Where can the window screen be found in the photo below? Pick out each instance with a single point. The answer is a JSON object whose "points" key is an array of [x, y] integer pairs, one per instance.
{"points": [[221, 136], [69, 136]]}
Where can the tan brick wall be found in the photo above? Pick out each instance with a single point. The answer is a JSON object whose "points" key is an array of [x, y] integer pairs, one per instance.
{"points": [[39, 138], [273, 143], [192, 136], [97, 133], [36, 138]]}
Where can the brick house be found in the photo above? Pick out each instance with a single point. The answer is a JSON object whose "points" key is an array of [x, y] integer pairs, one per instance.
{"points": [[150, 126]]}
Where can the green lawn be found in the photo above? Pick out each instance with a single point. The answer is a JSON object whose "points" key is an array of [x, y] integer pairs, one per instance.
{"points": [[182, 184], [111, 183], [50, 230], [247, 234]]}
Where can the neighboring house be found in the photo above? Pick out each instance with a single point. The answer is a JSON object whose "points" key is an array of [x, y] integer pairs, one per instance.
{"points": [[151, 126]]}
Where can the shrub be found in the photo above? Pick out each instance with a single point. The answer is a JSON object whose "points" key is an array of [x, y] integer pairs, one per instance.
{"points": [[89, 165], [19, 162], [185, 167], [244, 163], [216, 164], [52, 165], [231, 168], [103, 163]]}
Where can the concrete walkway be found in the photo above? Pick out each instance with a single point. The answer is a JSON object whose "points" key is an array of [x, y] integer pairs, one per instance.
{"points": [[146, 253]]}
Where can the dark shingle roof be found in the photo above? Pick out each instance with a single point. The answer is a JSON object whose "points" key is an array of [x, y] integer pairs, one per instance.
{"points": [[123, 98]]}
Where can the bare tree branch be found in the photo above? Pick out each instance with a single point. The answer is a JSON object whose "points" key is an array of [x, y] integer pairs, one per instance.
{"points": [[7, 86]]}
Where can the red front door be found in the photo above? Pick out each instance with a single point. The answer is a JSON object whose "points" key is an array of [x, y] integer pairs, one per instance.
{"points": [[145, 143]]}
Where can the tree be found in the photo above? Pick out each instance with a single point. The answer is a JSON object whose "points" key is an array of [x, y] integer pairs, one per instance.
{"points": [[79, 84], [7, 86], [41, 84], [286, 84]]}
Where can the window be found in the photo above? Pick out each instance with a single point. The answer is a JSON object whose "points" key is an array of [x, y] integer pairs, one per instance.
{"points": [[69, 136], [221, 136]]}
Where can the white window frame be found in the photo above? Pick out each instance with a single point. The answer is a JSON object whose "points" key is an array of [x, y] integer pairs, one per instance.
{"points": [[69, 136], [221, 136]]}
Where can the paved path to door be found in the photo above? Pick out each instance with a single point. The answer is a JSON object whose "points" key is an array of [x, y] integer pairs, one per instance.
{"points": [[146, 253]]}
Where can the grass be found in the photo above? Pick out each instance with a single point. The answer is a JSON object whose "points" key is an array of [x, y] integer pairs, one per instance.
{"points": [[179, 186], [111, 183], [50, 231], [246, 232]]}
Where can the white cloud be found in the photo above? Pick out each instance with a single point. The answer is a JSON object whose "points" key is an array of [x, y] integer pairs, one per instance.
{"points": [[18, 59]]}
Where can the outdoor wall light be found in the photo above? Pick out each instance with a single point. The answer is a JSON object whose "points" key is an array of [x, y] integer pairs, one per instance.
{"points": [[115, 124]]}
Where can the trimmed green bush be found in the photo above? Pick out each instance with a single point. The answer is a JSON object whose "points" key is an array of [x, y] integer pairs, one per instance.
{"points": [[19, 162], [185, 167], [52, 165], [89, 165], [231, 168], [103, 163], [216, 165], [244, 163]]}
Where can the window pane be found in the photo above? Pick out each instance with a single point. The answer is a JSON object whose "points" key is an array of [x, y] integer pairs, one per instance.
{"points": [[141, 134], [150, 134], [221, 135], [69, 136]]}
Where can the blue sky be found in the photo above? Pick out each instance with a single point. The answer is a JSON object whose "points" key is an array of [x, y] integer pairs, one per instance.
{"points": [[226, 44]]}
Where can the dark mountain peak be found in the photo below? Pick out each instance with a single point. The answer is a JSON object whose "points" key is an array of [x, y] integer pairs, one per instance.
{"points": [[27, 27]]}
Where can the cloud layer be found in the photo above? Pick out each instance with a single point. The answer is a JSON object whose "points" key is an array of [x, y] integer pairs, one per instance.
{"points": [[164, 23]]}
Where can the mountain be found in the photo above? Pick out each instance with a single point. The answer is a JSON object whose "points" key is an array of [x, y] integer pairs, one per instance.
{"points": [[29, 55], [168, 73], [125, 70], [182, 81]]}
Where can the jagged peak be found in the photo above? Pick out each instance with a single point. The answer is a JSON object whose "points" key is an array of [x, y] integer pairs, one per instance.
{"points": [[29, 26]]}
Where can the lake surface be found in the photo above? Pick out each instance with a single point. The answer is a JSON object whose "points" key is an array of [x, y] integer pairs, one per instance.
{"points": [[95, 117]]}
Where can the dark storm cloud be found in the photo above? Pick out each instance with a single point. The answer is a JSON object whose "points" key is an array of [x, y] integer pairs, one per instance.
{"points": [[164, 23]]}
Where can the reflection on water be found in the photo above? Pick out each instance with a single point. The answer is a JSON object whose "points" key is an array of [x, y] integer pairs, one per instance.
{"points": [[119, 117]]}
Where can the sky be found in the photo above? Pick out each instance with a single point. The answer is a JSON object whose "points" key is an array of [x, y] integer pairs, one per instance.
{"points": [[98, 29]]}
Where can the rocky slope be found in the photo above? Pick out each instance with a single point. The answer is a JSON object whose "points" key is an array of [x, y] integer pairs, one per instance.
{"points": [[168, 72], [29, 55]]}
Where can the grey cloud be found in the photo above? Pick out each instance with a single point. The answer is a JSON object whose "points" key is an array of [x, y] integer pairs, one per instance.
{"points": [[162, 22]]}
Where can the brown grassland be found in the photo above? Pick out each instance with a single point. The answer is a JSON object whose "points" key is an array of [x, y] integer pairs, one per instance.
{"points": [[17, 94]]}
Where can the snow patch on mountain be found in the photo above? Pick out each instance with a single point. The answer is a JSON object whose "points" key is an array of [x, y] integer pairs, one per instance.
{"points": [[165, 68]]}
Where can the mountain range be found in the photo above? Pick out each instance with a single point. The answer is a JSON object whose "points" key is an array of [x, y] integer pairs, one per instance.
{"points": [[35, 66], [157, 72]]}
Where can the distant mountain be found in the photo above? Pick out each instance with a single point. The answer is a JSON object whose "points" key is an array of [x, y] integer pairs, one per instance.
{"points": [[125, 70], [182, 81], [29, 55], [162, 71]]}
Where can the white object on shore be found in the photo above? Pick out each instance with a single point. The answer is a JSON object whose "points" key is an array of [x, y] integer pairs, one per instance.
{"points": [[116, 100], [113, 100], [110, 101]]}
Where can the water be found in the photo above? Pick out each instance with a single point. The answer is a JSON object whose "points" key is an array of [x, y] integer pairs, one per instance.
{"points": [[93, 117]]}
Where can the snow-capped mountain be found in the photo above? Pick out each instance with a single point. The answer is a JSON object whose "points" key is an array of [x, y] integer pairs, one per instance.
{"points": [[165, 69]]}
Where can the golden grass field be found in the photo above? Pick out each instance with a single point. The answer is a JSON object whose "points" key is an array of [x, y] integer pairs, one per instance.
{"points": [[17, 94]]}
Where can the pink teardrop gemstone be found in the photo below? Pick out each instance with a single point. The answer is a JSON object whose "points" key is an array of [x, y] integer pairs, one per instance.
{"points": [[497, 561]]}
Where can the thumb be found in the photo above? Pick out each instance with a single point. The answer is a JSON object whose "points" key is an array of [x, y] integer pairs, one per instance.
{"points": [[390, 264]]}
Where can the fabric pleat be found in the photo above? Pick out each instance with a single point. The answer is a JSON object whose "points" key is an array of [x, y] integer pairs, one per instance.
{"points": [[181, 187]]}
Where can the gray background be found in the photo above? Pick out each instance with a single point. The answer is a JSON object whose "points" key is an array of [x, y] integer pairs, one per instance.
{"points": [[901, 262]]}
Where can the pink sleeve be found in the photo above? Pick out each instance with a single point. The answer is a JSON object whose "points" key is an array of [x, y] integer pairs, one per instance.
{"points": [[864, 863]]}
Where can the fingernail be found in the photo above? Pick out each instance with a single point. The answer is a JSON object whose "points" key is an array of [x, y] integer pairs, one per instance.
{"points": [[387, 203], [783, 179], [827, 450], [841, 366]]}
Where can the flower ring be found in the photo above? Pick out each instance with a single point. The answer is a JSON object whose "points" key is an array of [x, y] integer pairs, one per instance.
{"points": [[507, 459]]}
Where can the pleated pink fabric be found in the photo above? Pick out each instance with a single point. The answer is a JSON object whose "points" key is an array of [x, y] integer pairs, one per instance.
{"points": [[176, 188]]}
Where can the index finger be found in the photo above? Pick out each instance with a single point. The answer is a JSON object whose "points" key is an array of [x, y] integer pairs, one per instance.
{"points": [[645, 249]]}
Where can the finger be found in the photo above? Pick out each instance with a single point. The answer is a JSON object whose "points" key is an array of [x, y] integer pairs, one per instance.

=======

### YOUR ASSIGNMENT
Your answer should be an exact copy of the lines from the one with "Where can the index" through the end of the material, with no other lines.

### SOLUTION TO THE PROBLEM
Where can the index finger be found in the photo above? Pick out each instance with a single point. The answer is a JSON object whose "points" key is an array of [x, y] integer pairs, one per instance.
{"points": [[645, 249]]}
Where can the finger be found in the photo above? Pick out each instance with a single point. The answer is a JSON object whose "points" key is an array of [x, y] integer pairs, one per instance.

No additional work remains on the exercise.